+++ TEXTE PROPOSÉ
Page:Revue des Deux Mondes - 1878 - tome 30.djvu/607

Le texte de cette page a été corrigé et est conforme au fac-similé.

Ésope à la cour ! ce seul titre rappelle immédiatement une histoire charmante de l’antiquité orientale, une histoire racontée il y a bien des siècles par le sage indien Pilpay et rajeunie par La Fontaine. Relisez la fable X du Xe livre, où La Fontaine nous montre « comme un roi fit venir un berger à sa cour, » Le poète ajoute avec sa malicieuse naïveté :

Le conte est du bon temps, non du siècle où nous sommes.


Je le crois bien. Vous figurez-vous un berger à la cour de Louis XIV ! un berger appelé dans les conseils de Louis XIV pour l’aider à gouverner l’état ! un berger que Louis XIV avait jugé digne d’être premier ministre en le voyant conduire son troupeau !

Ce roi vit un troupeau qui couvrait tous les champs,
Bien broutant, en bon corps, rapportant tous les ans,
Grâce aux soins du berger, de très notables sommes.
Le berger plut au roi par ces soins diligens.
Tu mérites, dit-il, d’être pasteur de gens :
Laisse là tes moutons, viens conduire des hommes.
Je te fais juge souverain.
++++++
+++ EXTRAITS DES ENTRÉES
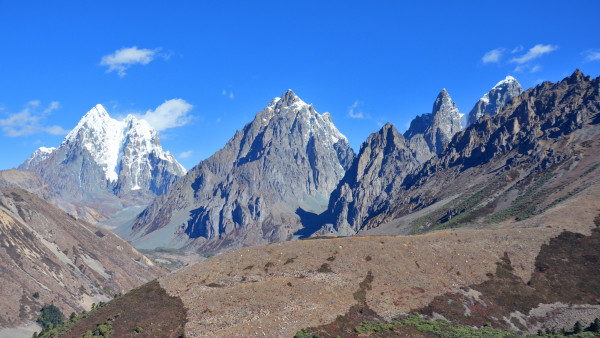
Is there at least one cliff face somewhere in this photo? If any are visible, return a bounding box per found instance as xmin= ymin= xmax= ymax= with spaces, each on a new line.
xmin=132 ymin=90 xmax=355 ymax=248
xmin=318 ymin=89 xmax=461 ymax=235
xmin=324 ymin=123 xmax=419 ymax=235
xmin=467 ymin=76 xmax=523 ymax=126
xmin=0 ymin=187 xmax=165 ymax=327
xmin=365 ymin=70 xmax=600 ymax=233
xmin=19 ymin=105 xmax=186 ymax=223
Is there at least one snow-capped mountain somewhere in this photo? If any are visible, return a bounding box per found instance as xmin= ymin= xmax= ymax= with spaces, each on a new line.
xmin=19 ymin=104 xmax=186 ymax=201
xmin=404 ymin=88 xmax=462 ymax=163
xmin=132 ymin=90 xmax=355 ymax=249
xmin=19 ymin=147 xmax=56 ymax=169
xmin=467 ymin=76 xmax=523 ymax=126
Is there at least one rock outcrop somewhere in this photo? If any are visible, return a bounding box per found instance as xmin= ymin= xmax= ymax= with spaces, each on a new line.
xmin=467 ymin=76 xmax=523 ymax=126
xmin=404 ymin=89 xmax=462 ymax=163
xmin=19 ymin=105 xmax=186 ymax=223
xmin=0 ymin=187 xmax=165 ymax=327
xmin=132 ymin=90 xmax=355 ymax=250
xmin=321 ymin=123 xmax=420 ymax=236
xmin=324 ymin=89 xmax=461 ymax=235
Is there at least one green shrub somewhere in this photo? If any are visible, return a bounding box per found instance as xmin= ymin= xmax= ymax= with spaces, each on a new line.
xmin=36 ymin=304 xmax=65 ymax=328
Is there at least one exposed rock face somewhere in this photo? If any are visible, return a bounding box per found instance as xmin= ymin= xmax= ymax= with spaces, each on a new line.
xmin=19 ymin=105 xmax=185 ymax=196
xmin=0 ymin=187 xmax=164 ymax=327
xmin=365 ymin=70 xmax=600 ymax=231
xmin=0 ymin=169 xmax=56 ymax=201
xmin=19 ymin=105 xmax=186 ymax=223
xmin=133 ymin=90 xmax=354 ymax=249
xmin=404 ymin=89 xmax=461 ymax=163
xmin=19 ymin=147 xmax=56 ymax=168
xmin=318 ymin=89 xmax=461 ymax=235
xmin=467 ymin=76 xmax=523 ymax=126
xmin=324 ymin=123 xmax=420 ymax=235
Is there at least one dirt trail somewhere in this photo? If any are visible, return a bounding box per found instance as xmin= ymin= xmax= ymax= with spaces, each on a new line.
xmin=160 ymin=181 xmax=600 ymax=337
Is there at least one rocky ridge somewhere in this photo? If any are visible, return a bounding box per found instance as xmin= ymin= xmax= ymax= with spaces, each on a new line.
xmin=404 ymin=88 xmax=462 ymax=163
xmin=19 ymin=105 xmax=186 ymax=222
xmin=364 ymin=70 xmax=600 ymax=232
xmin=316 ymin=89 xmax=461 ymax=235
xmin=0 ymin=187 xmax=165 ymax=327
xmin=467 ymin=76 xmax=523 ymax=126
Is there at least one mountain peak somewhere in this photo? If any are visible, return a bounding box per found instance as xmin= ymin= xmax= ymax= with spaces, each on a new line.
xmin=492 ymin=75 xmax=521 ymax=89
xmin=467 ymin=75 xmax=523 ymax=126
xmin=431 ymin=88 xmax=458 ymax=116
xmin=565 ymin=68 xmax=591 ymax=84
xmin=279 ymin=89 xmax=306 ymax=107
xmin=83 ymin=103 xmax=110 ymax=119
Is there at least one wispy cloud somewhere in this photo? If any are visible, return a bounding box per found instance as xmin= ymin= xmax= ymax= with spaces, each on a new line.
xmin=510 ymin=44 xmax=558 ymax=64
xmin=515 ymin=64 xmax=542 ymax=73
xmin=0 ymin=100 xmax=67 ymax=137
xmin=134 ymin=99 xmax=194 ymax=131
xmin=583 ymin=49 xmax=600 ymax=61
xmin=100 ymin=46 xmax=170 ymax=77
xmin=510 ymin=45 xmax=525 ymax=54
xmin=481 ymin=48 xmax=504 ymax=63
xmin=221 ymin=89 xmax=235 ymax=100
xmin=348 ymin=101 xmax=365 ymax=119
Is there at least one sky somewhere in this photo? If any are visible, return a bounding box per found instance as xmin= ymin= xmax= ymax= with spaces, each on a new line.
xmin=0 ymin=0 xmax=600 ymax=169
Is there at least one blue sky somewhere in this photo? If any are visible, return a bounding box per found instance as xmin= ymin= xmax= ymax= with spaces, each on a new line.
xmin=0 ymin=1 xmax=600 ymax=169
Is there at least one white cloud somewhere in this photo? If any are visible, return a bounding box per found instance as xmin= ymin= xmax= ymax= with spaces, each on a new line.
xmin=510 ymin=44 xmax=558 ymax=64
xmin=481 ymin=48 xmax=503 ymax=63
xmin=515 ymin=64 xmax=542 ymax=73
xmin=135 ymin=99 xmax=194 ymax=131
xmin=221 ymin=89 xmax=235 ymax=100
xmin=0 ymin=100 xmax=67 ymax=137
xmin=348 ymin=101 xmax=365 ymax=119
xmin=583 ymin=49 xmax=600 ymax=61
xmin=100 ymin=46 xmax=164 ymax=77
xmin=510 ymin=45 xmax=525 ymax=54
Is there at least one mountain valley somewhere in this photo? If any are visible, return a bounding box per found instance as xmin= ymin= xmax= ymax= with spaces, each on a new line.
xmin=0 ymin=70 xmax=600 ymax=337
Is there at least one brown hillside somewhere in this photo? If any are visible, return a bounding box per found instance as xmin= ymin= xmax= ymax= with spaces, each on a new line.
xmin=0 ymin=188 xmax=164 ymax=327
xmin=160 ymin=178 xmax=600 ymax=337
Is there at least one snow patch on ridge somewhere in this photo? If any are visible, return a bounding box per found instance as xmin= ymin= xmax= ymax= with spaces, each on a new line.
xmin=61 ymin=104 xmax=186 ymax=184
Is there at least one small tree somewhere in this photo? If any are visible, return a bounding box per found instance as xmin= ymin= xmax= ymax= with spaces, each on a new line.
xmin=36 ymin=304 xmax=65 ymax=329
xmin=573 ymin=321 xmax=583 ymax=333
++++++
**EXERCICE ÉCRIT:** Reprenez le texte sur Ésope à la cour et poursuivez-le à partir de son dernier vers.

**EXERCICE CORRIGÉ:**
Comment résister à pareille tentation ? Vainement l’ermite, son voisin, l’avertit du péril, l’engage à se défier des caprices du roi, des perfidies de la cour ; le voilà grand juge et favori du monarque. L’ermite avait eu raison. Mainte peste de cour finit par le rendre suspect au maître. On l’accuse d’avoir pillé le trésor public :

Son fait, dit-on, consiste en des pierres de prix :
Un grand coffre en est plein, fermé de dix serrures.
Lui-même ouvrit ce coffre et rendit bien surpris
Tous les machineurs d’impostures.
Le coffre étant ouvert, on y vit des lambeaux,
L’habit d’un pasteur de troupeaux,
Petit chapeau, jupon, pannetière, houlette,
Et, je pense, aussi sa musette.
— Doux trésors, ce dit-il, chers gages, qui jamais
N’attirâtes sur vous l’envie et le mensonge,
Je vous reprends ; sortons de ces riches palais,
Comme l’on sortirait d’un songe !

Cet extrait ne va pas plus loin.